Records from a data collection:
________________________

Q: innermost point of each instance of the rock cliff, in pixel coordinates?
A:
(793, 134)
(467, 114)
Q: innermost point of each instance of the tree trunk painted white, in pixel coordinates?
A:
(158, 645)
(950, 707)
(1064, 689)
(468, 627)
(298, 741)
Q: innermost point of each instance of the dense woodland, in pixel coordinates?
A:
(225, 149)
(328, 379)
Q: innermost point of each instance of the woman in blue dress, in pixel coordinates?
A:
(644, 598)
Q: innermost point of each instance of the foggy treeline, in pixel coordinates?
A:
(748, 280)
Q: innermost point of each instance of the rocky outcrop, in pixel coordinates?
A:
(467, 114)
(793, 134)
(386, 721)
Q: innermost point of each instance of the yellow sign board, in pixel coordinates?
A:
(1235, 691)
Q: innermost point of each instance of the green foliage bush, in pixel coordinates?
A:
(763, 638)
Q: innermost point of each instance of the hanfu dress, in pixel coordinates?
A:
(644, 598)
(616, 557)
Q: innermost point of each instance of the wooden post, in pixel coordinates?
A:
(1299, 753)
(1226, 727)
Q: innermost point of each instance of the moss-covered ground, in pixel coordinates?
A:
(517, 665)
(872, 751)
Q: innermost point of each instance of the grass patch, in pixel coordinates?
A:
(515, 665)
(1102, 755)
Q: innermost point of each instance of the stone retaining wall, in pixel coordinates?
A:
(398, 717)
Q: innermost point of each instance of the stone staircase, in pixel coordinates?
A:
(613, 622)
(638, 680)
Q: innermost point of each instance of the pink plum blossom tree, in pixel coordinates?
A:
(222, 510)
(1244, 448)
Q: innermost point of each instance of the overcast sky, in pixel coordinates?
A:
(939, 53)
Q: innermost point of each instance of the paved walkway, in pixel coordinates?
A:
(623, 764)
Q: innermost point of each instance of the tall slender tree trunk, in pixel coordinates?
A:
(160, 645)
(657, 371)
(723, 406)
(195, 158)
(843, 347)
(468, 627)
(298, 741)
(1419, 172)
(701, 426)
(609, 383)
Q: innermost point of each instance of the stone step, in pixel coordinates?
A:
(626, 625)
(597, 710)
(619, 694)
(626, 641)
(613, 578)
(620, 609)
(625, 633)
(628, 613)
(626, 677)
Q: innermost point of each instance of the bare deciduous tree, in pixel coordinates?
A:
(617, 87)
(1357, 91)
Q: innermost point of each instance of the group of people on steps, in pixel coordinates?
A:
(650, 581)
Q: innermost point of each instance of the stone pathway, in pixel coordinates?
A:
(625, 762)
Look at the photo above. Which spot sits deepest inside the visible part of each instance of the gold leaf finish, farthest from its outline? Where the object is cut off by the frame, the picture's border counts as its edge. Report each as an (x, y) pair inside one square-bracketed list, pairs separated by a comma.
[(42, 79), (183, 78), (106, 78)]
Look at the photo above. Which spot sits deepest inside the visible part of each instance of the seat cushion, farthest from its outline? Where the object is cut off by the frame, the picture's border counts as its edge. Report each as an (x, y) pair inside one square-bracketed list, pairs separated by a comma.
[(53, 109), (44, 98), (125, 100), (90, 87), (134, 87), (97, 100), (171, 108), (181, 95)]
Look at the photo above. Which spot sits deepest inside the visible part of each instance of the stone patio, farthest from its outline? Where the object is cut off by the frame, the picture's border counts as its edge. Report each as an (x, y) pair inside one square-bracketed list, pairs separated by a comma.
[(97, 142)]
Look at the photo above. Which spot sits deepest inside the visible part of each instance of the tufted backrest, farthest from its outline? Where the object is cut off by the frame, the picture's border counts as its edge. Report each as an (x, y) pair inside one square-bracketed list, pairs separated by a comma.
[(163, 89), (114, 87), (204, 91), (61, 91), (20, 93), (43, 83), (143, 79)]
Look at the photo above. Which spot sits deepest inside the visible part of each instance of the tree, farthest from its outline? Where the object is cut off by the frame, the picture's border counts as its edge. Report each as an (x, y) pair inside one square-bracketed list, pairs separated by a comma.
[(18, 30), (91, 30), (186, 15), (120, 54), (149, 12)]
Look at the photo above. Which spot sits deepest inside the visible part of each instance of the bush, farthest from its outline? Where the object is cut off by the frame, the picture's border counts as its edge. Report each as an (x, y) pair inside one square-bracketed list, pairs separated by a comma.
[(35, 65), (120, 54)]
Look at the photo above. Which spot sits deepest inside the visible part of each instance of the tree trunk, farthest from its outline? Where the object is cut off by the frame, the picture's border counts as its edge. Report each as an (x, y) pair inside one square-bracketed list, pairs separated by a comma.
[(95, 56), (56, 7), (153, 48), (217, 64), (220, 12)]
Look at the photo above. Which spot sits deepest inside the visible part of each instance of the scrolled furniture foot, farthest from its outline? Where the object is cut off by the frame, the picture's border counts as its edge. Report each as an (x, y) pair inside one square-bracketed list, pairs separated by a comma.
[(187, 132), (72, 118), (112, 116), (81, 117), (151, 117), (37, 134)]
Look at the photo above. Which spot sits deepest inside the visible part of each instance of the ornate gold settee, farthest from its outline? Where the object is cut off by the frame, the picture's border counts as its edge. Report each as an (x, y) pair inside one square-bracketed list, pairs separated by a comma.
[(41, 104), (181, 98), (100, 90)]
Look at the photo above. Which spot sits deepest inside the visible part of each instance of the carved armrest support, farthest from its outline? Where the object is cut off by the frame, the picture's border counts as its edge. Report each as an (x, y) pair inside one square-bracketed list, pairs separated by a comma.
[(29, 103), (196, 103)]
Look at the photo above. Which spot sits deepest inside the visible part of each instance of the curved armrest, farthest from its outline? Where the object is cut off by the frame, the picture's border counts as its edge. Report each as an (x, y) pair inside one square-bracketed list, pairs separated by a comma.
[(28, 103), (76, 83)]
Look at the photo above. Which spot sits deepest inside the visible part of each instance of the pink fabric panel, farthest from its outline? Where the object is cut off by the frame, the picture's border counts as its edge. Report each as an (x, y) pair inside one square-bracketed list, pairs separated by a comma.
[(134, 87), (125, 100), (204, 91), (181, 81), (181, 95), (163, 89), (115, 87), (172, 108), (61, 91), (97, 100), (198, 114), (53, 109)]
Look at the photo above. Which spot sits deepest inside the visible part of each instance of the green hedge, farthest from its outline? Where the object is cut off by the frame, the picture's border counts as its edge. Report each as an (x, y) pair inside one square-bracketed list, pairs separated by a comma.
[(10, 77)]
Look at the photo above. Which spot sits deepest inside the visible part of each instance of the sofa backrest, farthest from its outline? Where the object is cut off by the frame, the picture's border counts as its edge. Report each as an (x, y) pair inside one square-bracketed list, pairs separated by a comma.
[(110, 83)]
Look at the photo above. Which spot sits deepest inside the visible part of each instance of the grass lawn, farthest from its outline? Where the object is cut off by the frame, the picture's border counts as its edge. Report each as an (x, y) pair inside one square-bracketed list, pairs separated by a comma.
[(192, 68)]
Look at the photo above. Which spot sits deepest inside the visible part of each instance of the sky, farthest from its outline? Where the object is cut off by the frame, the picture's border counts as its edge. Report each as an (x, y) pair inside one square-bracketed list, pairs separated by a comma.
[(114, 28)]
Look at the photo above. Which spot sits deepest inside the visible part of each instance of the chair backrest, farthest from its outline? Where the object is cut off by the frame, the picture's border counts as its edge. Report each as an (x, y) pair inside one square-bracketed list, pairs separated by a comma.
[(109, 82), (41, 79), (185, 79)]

________________________

Please format the listing above as a Markdown table with the columns Row and Line, one row per line in its original order, numbered from 1 and leaving out blank lines.

| Row | Line |
|---|---|
| 1 | Q: innermost point of each instance of the rock cliff, in pixel coordinates? |
| 2 | A: |
| 3 | (793, 134) |
| 4 | (467, 114) |
| 5 | Q: innermost point of each instance of the tree trunk painted white, in pixel coordinates? |
| 6 | A: |
| 7 | (158, 645) |
| 8 | (950, 707) |
| 9 | (1064, 689) |
| 10 | (468, 627) |
| 11 | (298, 741) |
| 12 | Q: innermost point of each instance of the dense woodland, in pixel coordinates? |
| 13 | A: |
| 14 | (225, 149) |
| 15 | (328, 379) |
| 16 | Q: innermost point of each instance of the woman in blue dress, in pixel coordinates? |
| 17 | A: |
| 18 | (644, 598) |
| 19 | Q: innermost point of each instance of the foggy treeline, in pixel coordinates? |
| 20 | A: |
| 21 | (748, 280) |
| 22 | Q: innermost point of each instance of the rocky outcrop, in pixel coordinates? |
| 23 | A: |
| 24 | (467, 114) |
| 25 | (793, 134) |
| 26 | (386, 721) |
| 27 | Q: innermost point of each instance of the yellow sign board, in pixel coordinates? |
| 28 | A: |
| 29 | (1235, 691) |
| 30 | Q: innermost point of each instance of the green foliage bush, in pixel coordinates? |
| 31 | A: |
| 32 | (763, 638) |
| 33 | Q: innermost point of each instance of the hanfu dress, in pixel coordinates? |
| 34 | A: |
| 35 | (644, 598) |
| 36 | (616, 557) |
| 37 | Q: innermost point of each instance of the wooden post, in pixel coordinates? |
| 38 | A: |
| 39 | (1299, 753) |
| 40 | (1226, 727) |
| 41 | Q: innermost point of each instance of the moss-covered ground, in pixel coordinates? |
| 42 | A: |
| 43 | (517, 665) |
| 44 | (872, 751) |
| 45 | Q: innermost point of each instance of the grass patch, in pixel coordinates? |
| 46 | A: |
| 47 | (515, 665) |
| 48 | (1102, 755) |
| 49 | Q: innermost point of each instance of the stone retaining wall, in pixel coordinates? |
| 50 | A: |
| 51 | (398, 717) |
| 52 | Q: innermost point of each instance of the stone staircase, in pixel coordinates? |
| 53 | A: |
| 54 | (613, 622) |
| 55 | (638, 680) |
| 56 | Q: innermost point of each instance of the pink plum blossom tree, in pixel coordinates? |
| 57 | A: |
| 58 | (222, 510) |
| 59 | (1244, 448) |
| 60 | Q: innermost point of each instance of the overcast sky, in pixel coordinates? |
| 61 | A: |
| 62 | (939, 53) |
| 63 | Q: innermost point of each instance of the paved walkway, in pixel coordinates? |
| 64 | A: |
| 65 | (623, 764) |
| 66 | Q: innermost point of each instance of the tall slender tree trunk, in pixel coordinates? |
| 67 | A: |
| 68 | (160, 645) |
| 69 | (657, 371) |
| 70 | (723, 406) |
| 71 | (195, 158) |
| 72 | (843, 347) |
| 73 | (468, 627) |
| 74 | (298, 741) |
| 75 | (1419, 172) |
| 76 | (701, 426) |
| 77 | (609, 383) |
| 78 | Q: innermost point of each instance of the stone step, in pixel coordinates? |
| 79 | A: |
| 80 | (626, 625) |
| 81 | (597, 710) |
| 82 | (619, 694) |
| 83 | (626, 641) |
| 84 | (613, 578) |
| 85 | (620, 609) |
| 86 | (625, 633) |
| 87 | (628, 613) |
| 88 | (626, 677) |
| 89 | Q: innermost point of each instance of the bare deciduous tree, in pixel coordinates? |
| 90 | A: |
| 91 | (617, 87) |
| 92 | (1357, 91) |
| 93 | Q: innermost point of each instance of the group of people on steps, in pixel coordinates? |
| 94 | A: |
| 95 | (650, 581) |
| 96 | Q: innermost point of each instance of the stone pathway, in pixel coordinates? |
| 97 | A: |
| 98 | (625, 762) |
| 99 | Look at the photo above. Which spot sits deepest inside the visible part of each instance of the gold leaf finish, farthest from its outline? Where the object is cut off by the frame, the picture's border counts as its edge. Report each as an (x, y) pair inside one square-bracketed list, pairs separated by a comma. |
| 100 | [(42, 79), (183, 78), (106, 78)] |
| 101 | Look at the photo above. Which spot sits deepest inside the visible part of each instance of the seat cushion, farthest from its outline? Where the object is cut off by the frame, the picture's border counts as its edge. Report each as an (x, y) pair inside one square-bracketed list, pairs separated by a comma. |
| 102 | [(53, 109), (44, 98), (125, 100), (90, 87), (134, 87), (97, 100), (171, 108), (181, 95)] |
| 103 | Look at the photo above. Which spot sits deepest inside the visible part of each instance of the stone patio, farthest from its outline? Where the object is cut off by the frame, the picture's border counts as its edge. Report each as an (x, y) pair inside one square-bracketed list, pairs separated by a comma. |
| 104 | [(97, 142)] |
| 105 | Look at the photo above. Which spot sits deepest inside the visible part of each instance of the tufted backrest, farthest from its outline? Where the object is cut off by the frame, the picture's border counts as its edge. Report each as an (x, y) pair inside one square-bracketed list, pairs separated by a comma. |
| 106 | [(163, 89), (114, 87), (204, 91), (61, 91), (20, 93), (43, 83), (143, 79)] |
| 107 | Look at the photo above. Which spot sits deepest inside the visible part of each instance of the tree, farthest from its outline? Where the object is cut off by the frame, the picture's border counts as its edge. Report each as an (x, y) pair inside one square-bracketed list, pairs separated by a comma. |
| 108 | [(18, 30), (91, 30), (186, 15), (120, 54), (149, 12)] |
| 109 | Look at the photo above. Which spot sits deepest inside the visible part of each instance of the bush, farthest from its outline? Where the object is cut off by the frame, the picture's border counts as its edge. Report each as an (x, y) pair inside one square-bracketed list, pairs separated by a comma. |
| 110 | [(35, 65), (120, 54)] |
| 111 | Look at the photo above. Which spot sits deepest inside the visible part of each instance of the tree trunk, farthest from its outline? Where the object is cut off by the frame, the picture's border counts as its edge. Report each as an (x, y) pair inside one square-bracketed list, pairs separated by a comma. |
| 112 | [(95, 56), (56, 7), (153, 48), (217, 64), (220, 12)] |
| 113 | Look at the photo above. Which spot sits deepest inside the visible part of each instance of the scrolled furniture foot, farthest from its outline? Where the object is cut off by the frame, the picture's border counts as its edge. Report each as an (x, y) pair inside one square-bracketed list, pairs separated by a comma. |
| 114 | [(187, 132), (72, 118), (112, 116), (81, 117), (151, 117), (37, 134)] |
| 115 | Look at the photo above. Which spot sits deepest inside the visible part of each instance of the ornate gold settee, farthest from its outline? Where the object is cut off by the frame, the picture's border counts as its edge. Report each as an (x, y) pair inside one square-bracketed list, pairs separated by a comma. |
| 116 | [(41, 104), (181, 98), (100, 90)] |
| 117 | Look at the photo above. Which spot sits deepest inside the visible part of each instance of the carved armrest support, farthest from its outline? Where the object is cut off by the frame, the picture's border counts as its edge. Report each as an (x, y) pair inside one square-bracketed list, pairs separated by a comma. |
| 118 | [(29, 103), (196, 103)] |
| 119 | Look at the photo above. Which spot sits deepest inside the visible part of each instance of the curved armrest, farthest from its outline? Where the object is cut off by the frame, the picture's border counts as its edge. Report each as an (x, y) pair inside one square-bracketed list, pairs separated by a comma. |
| 120 | [(28, 103), (76, 83)] |
| 121 | Look at the photo above. Which spot sits deepest inside the visible part of each instance of the pink fabric panel, farthest from its outline? Where the object is cut off by the frame, the picture's border counts as its edge. Report each as an (x, y) pair inside one square-bracketed list, pairs separated by a comma. |
| 122 | [(134, 87), (125, 100), (204, 91), (181, 81), (181, 95), (163, 89), (115, 87), (172, 108), (61, 91), (97, 100), (198, 114), (53, 109)] |
| 123 | Look at the photo above. Which spot sits deepest inside the visible part of each instance of the green hedge, farthest from its outline? Where the object is cut off by the frame, the picture's border counts as its edge. Report each as an (x, y) pair inside one square-bracketed list, pairs separated by a comma. |
| 124 | [(10, 77)] |
| 125 | Look at the photo above. Which spot sits deepest inside the visible part of each instance of the sofa backrest, farthest from its outline? Where the object is cut off by the frame, the picture's border counts as its edge. Report each as an (x, y) pair inside one square-bracketed list, pairs separated by a comma. |
| 126 | [(110, 83)] |
| 127 | Look at the photo above. Which spot sits deepest inside the visible part of each instance of the grass lawn, farthest from its outline? Where the object is cut off by the frame, the picture's border counts as its edge. Report each as an (x, y) pair inside one square-bracketed list, pairs separated by a comma. |
| 128 | [(192, 68)] |
| 129 | Look at the photo above. Which spot sits deepest inside the visible part of each instance of the sky, farthest from its outline? Where the object is cut off by the frame, the picture's border counts as its edge. Report each as an (x, y) pair inside one square-bracketed list, pairs separated by a comma. |
| 130 | [(114, 28)] |
| 131 | Look at the photo above. Which spot sits deepest inside the visible part of each instance of the chair backrest, farthest from its outline? Where the object is cut off by the frame, the picture's border counts as its edge. Report each as an (x, y) pair inside one square-bracketed list, pairs separated by a comma. |
| 132 | [(109, 82), (41, 79), (185, 79)] |